**What to work on**
Please set down every entry from the listing below, word for word.

:: Supplied records

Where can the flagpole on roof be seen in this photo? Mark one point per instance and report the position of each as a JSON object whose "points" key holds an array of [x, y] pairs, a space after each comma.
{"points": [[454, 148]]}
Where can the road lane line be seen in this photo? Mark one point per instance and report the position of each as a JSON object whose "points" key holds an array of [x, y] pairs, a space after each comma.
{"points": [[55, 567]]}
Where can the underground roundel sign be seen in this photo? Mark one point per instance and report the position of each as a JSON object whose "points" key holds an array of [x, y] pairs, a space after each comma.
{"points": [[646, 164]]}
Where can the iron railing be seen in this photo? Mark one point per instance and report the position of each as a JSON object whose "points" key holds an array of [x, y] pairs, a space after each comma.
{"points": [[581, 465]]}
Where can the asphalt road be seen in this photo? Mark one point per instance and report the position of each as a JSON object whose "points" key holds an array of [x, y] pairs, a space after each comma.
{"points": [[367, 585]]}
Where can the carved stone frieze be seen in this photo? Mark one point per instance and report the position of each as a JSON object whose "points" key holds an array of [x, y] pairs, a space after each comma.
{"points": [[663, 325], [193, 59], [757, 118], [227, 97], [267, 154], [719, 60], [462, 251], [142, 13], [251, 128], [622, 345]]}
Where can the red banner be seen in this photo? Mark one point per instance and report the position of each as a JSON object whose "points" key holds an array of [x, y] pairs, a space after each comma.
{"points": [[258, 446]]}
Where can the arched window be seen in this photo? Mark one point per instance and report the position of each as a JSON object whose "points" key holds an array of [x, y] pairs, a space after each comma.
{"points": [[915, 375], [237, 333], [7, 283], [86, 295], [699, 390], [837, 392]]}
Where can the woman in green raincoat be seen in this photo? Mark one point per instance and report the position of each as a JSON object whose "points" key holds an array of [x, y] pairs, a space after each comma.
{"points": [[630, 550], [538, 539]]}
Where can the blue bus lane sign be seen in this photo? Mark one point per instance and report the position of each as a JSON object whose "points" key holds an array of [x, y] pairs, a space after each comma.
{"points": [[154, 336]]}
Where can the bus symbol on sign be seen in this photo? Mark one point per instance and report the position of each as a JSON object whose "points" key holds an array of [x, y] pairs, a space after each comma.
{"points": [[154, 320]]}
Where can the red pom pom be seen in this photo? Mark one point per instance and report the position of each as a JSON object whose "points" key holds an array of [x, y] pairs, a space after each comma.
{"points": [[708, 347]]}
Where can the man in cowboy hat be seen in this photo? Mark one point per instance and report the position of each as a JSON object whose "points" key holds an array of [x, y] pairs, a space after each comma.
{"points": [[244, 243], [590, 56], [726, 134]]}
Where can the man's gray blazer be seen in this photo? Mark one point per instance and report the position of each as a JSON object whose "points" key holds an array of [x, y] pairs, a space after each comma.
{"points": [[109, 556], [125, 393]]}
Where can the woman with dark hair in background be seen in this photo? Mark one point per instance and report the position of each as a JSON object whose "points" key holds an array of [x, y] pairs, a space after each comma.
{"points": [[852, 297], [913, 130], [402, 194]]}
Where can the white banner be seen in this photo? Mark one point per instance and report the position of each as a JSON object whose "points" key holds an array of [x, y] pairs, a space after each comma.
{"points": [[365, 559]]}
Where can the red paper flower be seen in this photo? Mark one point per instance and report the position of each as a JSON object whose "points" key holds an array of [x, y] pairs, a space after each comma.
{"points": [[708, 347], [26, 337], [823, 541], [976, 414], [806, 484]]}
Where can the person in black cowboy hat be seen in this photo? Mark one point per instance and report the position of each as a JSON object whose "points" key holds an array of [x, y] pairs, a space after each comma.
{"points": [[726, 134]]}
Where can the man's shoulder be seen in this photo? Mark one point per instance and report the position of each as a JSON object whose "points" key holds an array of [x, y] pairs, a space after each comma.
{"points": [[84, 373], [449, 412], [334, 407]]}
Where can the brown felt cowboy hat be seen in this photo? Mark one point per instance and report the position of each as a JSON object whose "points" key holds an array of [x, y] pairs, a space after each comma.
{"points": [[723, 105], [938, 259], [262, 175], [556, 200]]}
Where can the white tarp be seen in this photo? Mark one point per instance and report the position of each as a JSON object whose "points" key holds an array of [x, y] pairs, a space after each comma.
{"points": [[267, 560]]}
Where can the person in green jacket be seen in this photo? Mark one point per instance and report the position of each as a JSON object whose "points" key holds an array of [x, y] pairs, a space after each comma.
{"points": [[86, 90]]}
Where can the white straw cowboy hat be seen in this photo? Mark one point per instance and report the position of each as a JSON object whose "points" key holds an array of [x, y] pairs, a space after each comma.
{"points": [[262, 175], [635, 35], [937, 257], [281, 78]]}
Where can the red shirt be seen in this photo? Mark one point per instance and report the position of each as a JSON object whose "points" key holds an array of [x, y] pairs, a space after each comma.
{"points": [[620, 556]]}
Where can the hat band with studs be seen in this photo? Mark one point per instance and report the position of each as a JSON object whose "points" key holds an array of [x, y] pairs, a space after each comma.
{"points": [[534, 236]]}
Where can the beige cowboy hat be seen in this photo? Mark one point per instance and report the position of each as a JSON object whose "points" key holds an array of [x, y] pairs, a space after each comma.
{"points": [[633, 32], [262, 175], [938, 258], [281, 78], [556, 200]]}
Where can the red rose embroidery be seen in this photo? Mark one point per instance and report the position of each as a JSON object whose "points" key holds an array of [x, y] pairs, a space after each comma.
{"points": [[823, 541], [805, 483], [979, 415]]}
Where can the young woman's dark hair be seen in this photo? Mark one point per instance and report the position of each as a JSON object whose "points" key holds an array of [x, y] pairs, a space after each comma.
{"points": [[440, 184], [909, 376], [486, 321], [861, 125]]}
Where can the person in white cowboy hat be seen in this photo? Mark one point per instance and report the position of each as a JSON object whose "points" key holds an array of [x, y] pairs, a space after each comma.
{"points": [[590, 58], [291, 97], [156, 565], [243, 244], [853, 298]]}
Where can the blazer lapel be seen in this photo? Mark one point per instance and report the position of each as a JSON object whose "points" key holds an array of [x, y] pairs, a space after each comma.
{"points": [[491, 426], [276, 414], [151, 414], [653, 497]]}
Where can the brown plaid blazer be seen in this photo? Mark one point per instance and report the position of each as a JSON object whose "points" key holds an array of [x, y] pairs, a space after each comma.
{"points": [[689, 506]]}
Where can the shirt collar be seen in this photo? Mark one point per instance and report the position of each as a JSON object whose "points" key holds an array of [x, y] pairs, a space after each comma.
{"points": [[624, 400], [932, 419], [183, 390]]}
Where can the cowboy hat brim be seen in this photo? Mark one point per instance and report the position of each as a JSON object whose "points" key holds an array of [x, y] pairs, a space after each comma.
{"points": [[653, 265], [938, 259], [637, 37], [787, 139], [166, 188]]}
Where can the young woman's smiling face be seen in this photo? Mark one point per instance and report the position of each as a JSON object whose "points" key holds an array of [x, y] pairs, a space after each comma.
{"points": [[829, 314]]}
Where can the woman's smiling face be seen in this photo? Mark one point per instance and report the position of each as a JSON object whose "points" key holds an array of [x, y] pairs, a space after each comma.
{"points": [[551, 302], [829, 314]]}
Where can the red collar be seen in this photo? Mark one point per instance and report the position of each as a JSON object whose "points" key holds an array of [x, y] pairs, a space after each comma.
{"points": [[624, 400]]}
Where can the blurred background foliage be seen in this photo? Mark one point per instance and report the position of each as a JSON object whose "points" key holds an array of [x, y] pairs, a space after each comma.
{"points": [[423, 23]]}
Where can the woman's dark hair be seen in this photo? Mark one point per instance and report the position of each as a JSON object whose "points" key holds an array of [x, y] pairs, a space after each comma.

::::

**Response to the task**
Where can the flagpole on roof be seen in this photo? Mark one point per instance and report the position of each as a JSON object whose "points" key holds an array of [x, y] pairs, a space after each comma.
{"points": [[454, 148]]}
Where can the road lane line be seen in this photo? Mark one point per instance and report the position of each as a JSON object whose "points" key holds an array of [x, y] pairs, a space after each comma.
{"points": [[55, 567]]}
Where can the underground roundel sign be seen in this photo? Mark one point per instance and report the position of each as a JSON object whose "points" key holds an array of [x, y] pairs, a space after each comma.
{"points": [[646, 164]]}
Where can the iron railing be seen in this photo? Mark one point per instance and report the position of each as a JSON object whose "points" key holds an array of [x, y] pairs, a space after each comma.
{"points": [[581, 465]]}
Where can the asphalt road be seen in this photo? Mark one point per instance and report the position of each as a JSON object whose "points" key holds an array of [x, y] pairs, a space after each comma.
{"points": [[367, 585]]}
Where can the carved stone frieze be seen in this photo? Mark one point per instance and report the position of each as a JSON object whose "points" key holds an array of [x, y] pairs, a space after each comma.
{"points": [[663, 325], [193, 59], [757, 118], [227, 97], [267, 154], [719, 60], [462, 251], [142, 13], [251, 128], [622, 345]]}
Where can the red banner be seen in this photo? Mark one point per instance and report the position of each as a JSON object whose "points" key holds an array of [x, y] pairs, a space after each comma.
{"points": [[258, 446]]}
Where can the arched window be seen in this photo? Mark one point per instance and report the position of each as a JSON object whose "points" key holds an array of [x, y] pairs, a space after each comma.
{"points": [[915, 375], [237, 333], [7, 283], [86, 295], [699, 390], [837, 392]]}
Where can the woman in green raincoat be seen in this photo? Mark one point per instance and report the position of each as a JSON object whose "points" key holds an array of [x, y] pairs, a space after each comma.
{"points": [[630, 550], [538, 539]]}
Where can the blue bus lane sign be seen in this photo? Mark one point per instance and report the position of each as a JSON object whose "points" key holds an array of [x, y] pairs, a space after each comma.
{"points": [[154, 336]]}
Where can the bus symbol on sign be seen in this photo? Mark one point per instance and report the position of each as a JSON object whose "points" key holds an array of [x, y] pairs, a space after each comma.
{"points": [[154, 320]]}
Where can the red pom pom be seen in this photo? Mark one point per instance and report the position of each as a JSON object whose "points" key holds an array of [x, y] pairs, a space after each comma.
{"points": [[708, 347]]}
Where can the man in cowboy hat be seen in this photo? Mark one point per instance and report the position of each as a JSON object whose "points" key holds an array of [x, y] pairs, a space after each comma.
{"points": [[244, 243], [590, 56], [726, 134]]}
Where can the man's gray blazer be seen in this photo? Mark one point per instance and report the position of each as a JSON object whose "points" key holds an array of [x, y] pairs, a space after each comma.
{"points": [[109, 556], [125, 393]]}
Where can the woman with dark hair in background be seen in this photo? Mark one point per instance and report the position of each as a JSON object whose "points" key holds an array of [x, y] pairs, a space after each comma.
{"points": [[852, 297], [913, 130], [402, 194]]}
Where can the white banner be seen in this photo? Mark one point per instance and report the position of each as a JSON object whose "points" key holds an array of [x, y] pairs, a space after each comma.
{"points": [[365, 559]]}
Where can the red paper flower be seen in this photo? Mark one point per instance and report the position of each as a JSON object whose "points" key holds an array of [x, y] pairs, a space after each comma.
{"points": [[708, 347], [26, 337], [823, 541], [976, 414], [806, 484]]}
Where can the person in black cowboy hat be seen in this photo? Mark one point per instance and report the position of each as a JSON object whose "points" key holds an array of [x, y] pairs, a space after each comma.
{"points": [[726, 134]]}
Where can the man's shoulder be seen in this photo? Mark one point per instance and report the position of each as a JSON object whose "points" key holds an array of [x, y] pairs, a space after each comma.
{"points": [[84, 373], [449, 412], [334, 407]]}
Where can the brown felt cowboy hat be seen in this photo? Mark one point per instance and report the position of each as a JSON object whose "points" key holds an array of [x, y] pairs, a space after each comma.
{"points": [[723, 105], [938, 259], [262, 175], [556, 200]]}
Where can the white tarp be seen in this photo? Mark one point per instance and report the position of each as a JSON object whose "points" key holds an array of [x, y] pairs, a space after each comma.
{"points": [[267, 560]]}
Where can the person in green jacket be seen in this photo? Mark one point per instance and report the position of each as a JSON object whose "points" key holds an array of [x, y] pairs, a space after each comma.
{"points": [[86, 90]]}
Where can the white straw cowboy hat be seen in this photo? Mark one point per instance and report the position of each as a JSON object whose "points" key holds an array of [x, y] pairs, a space after each comma.
{"points": [[262, 175], [635, 35], [937, 257], [281, 78]]}
Where can the red shirt be seen in this photo? Mark one point per instance and report the position of each as a JSON object whose "points" key holds an array of [x, y] pairs, a space after each comma.
{"points": [[620, 556]]}
Where can the hat band with studs be seen in this photo? Mark one point per instance and report the position of each as a JSON object whose "points" key holds an array of [x, y] pairs, a space after each comma.
{"points": [[534, 236]]}
Where can the beige cowboy hat be seen in this photo? Mark one point per instance and report the position of each as a JSON object whose "points" key holds an array of [x, y] pairs, a space after each comma.
{"points": [[633, 32], [262, 175], [938, 258], [281, 78], [556, 200]]}
Where can the red rose embroidery be seen in this photo? Mark one point per instance and report the position of each as a JSON object whose "points" key holds an array of [x, y] pairs, a space after each comma.
{"points": [[823, 541], [805, 483], [979, 415]]}
Where can the young woman's dark hair be seen in this photo? Mark one point per instance and report the position of each as a JSON object whose "points" key holds an array of [x, y] pairs, a space after each comma.
{"points": [[440, 184], [909, 376], [486, 321], [861, 125]]}
Where can the person in white cowboy hat be seen in this photo? Mark one point per instance and report the position of each as a JSON object whose "points" key holds an array of [x, y] pairs, a space after each comma.
{"points": [[590, 58], [291, 97], [156, 565], [243, 244], [853, 298]]}
Where can the blazer lapel be seen in this photo? Mark one point per instance and report the position of each as a JSON object whose "points" key holds an array of [x, y] pairs, a space after each comma.
{"points": [[491, 426], [276, 414], [151, 414], [653, 497]]}
Where can the brown plaid blazer be seen in this photo? Mark one point per instance and report the position of each as a JSON object whose "points" key holds an array of [x, y] pairs, a space after each comma.
{"points": [[689, 506]]}
Where can the shirt collar be seen in this photo? Mark one point per instance and report the position of each as a JSON object whose "points" key holds an array of [x, y] pairs, a space after each comma.
{"points": [[624, 400], [932, 419], [183, 390]]}
Where can the cowboy hat brim be seen in this photo? Mark one point per instance and report the position of each as a JSON object whose "points" key holds an array of [x, y] pairs, a space after each comma.
{"points": [[653, 265], [938, 259], [637, 37], [787, 139], [166, 188]]}
Where can the young woman's smiling face be seen in this photo? Mark one point per instance and report the position of each as a JSON object whose "points" key holds an array of [x, y] pairs, a space after each comma.
{"points": [[829, 314]]}
Where can the woman's smiling face be seen in this photo? Mark one point per instance and report the position of each as a JSON object whose "points" key holds an array of [x, y] pairs, a space after each comma.
{"points": [[551, 302], [829, 314]]}
Where can the red collar be seen in this photo? Mark one point per instance and report the position of each as a JSON object whose "points" key holds an array of [x, y] pairs, a space after each comma.
{"points": [[624, 400]]}
Where can the blurred background foliage be seen in this photo? Mark one point per instance and report the position of each as a JSON object whose "points" key holds an array of [x, y] pairs, a space after each comma.
{"points": [[423, 23]]}
Where can the woman's dark hair be seen in this photo? Mark one point per instance and report the position of each as a JSON object whose "points" key holds an array of [x, y] pairs, a space after each comma.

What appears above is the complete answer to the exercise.